Instruksi yang Diberikan 1:
Jawab pertanyaan berikut berdasarkan kutipan tentang Ulap-ulap di bawah.
(a) Apa bunyi mantra Parama Shanti?
(b) Dari bahan apa Ulap-ulap dibuat?
(c) Apa arti kata ulap dalam bahasa Bali?

Kutipan yang Disediakan:
************

4)    Maka pamuput nguncarang Parama Shanti
       Mantra :
       Om Shantih, Shantih, Shantih, Om
       Namun demikian, tidak menutup kemungkinan bagi mereka yang memuja pada suatu palinggih menggunakan mantra-mantra yang lain yang dipandang lerevan baginya. Hal ini perlu diketengahkan karena sampai pada saat ini ucapan-ucapan secara tradisional  mengenai puja masih berlaku pada umat Hindu. Seperti halnya saa-saa, sesontengan, bahkan juga menggunakan bahasa yang digunakan sehari-hari. Kadang-kadang para sulinggih, manakala menghadapi upakara dalam suatu yadnya, walaupun sudah mengucapkan beberapa mantra dari isi weda, namun lanjut juga dilanjutkan dengan menggunakan ucapan-ucapan saa, demikian juga  sonteng, yang notabena menambahkan mantap kenyakinan yajamana itu sendiri. Hal ini tidak bertentangan dengan ajaran umum di dalam Weda (mantra), maka jelaslah bahwa peranan komentar, ulasan-ulasan yang dikaitkan ucapan Weda melalui ucapan sontengan, saa, sangat penting artinya, sebab Weda, saa, sonteng akan tersebar luas serta menjadi populer melalui Dharmagita, yakni nyanyian keagamaan seperti : kidang, kekawin, phalawakya, sloka, dan sejenisnya yang disampaikan memlaui yadnya (Suandra, Himpunan Ulap-ulap Palinggih:25-26).
       Selain Mantra yang tak kalah penting dalam pendirian suatu Pelinggih adalah Ulap-ulap. Sesuatu bangunan suci atau palinggih baru dapat difungsikan secara agama setelah (diupacarai) betapa mestinya. Salah satu syarat yang tidak dapat diabaikan dalam mengupacarai palinggih ialah adanya Ulap-ulap. Ulap-ulap yang bahannya dari kain putih dengan ukuran tertentu dan di dalamnya tergambar atau rekha terdiri atas sejumlah aksara Nyasa Pranawa, yaitu aksara dalam bentuk simbol, yang mengandung sifat rahasia (kadyatmikan), yang sering disebut “sastra Modre”. Kata ulap-ulap berasal dari kata ulap (bahasa Bali) yang berarti silau. Kata ulap itu kadwi linggayang (diulang), yang artinya sesuatu yang menimbulkan kesilauan mata. Pada umumnya yang menimbulkan kesilauan mata adalah adanya cahaya atau sinar. Ajaran filsafat (tattwa) ketuhanan dalam ajaran Hindu menyebutkan bahwa Sang Hyang Widhi Wasa adalah sumber dari segala sinar (sahasra sumar), (Suandra, Himpunan Ulap-ulap Palinggih:17-18)

************

Baris Data:
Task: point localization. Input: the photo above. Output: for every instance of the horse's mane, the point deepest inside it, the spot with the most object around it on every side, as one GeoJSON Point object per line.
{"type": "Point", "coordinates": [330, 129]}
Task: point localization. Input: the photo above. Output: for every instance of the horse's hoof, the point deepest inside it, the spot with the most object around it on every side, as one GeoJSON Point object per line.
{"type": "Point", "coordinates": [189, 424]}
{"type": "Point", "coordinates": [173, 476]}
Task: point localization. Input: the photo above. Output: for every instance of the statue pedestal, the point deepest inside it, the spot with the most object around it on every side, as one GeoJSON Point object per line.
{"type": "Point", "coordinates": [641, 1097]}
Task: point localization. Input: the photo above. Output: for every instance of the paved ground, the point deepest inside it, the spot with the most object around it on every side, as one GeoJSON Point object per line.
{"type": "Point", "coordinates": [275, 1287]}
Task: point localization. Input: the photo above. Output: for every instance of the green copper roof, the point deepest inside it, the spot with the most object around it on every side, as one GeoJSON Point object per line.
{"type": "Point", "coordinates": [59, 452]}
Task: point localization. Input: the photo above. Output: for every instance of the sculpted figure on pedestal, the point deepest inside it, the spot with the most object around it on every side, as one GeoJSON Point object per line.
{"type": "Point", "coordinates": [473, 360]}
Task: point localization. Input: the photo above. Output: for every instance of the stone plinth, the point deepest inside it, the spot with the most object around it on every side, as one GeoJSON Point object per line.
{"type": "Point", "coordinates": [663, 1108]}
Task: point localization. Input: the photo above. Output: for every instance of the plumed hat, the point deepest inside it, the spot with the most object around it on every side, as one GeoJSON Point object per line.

************

Instruksi yang Diberikan 2: Mohon salin ulang baris data tanpa perubahan, mulai dari baris yang memuat "of the green" sampai baris terakhir pada baris data, termasuk kedua baris batas itu.

Hasil Latihan 1:
(a) Om Shantih, Shantih, Shantih, Om
(b) Dari kain putih dengan ukuran tertentu.
(c) Silau.

Hasil Latihan 2:
Task: point localization. Input: the photo above. Output: for every instance of the green copper roof, the point deepest inside it, the spot with the most object around it on every side, as one GeoJSON Point object per line.
{"type": "Point", "coordinates": [59, 452]}
Task: point localization. Input: the photo above. Output: for every instance of the sculpted figure on pedestal, the point deepest inside it, the spot with the most object around it on every side, as one GeoJSON Point object per line.
{"type": "Point", "coordinates": [473, 360]}
Task: point localization. Input: the photo above. Output: for every instance of the stone plinth, the point deepest inside it, the spot with the most object around it on every side, as one GeoJSON Point object per line.
{"type": "Point", "coordinates": [663, 1108]}
Task: point localization. Input: the photo above. Output: for every instance of the plumed hat, the point deepest inside it, the spot with the most object around it on every side, as one GeoJSON Point object per line.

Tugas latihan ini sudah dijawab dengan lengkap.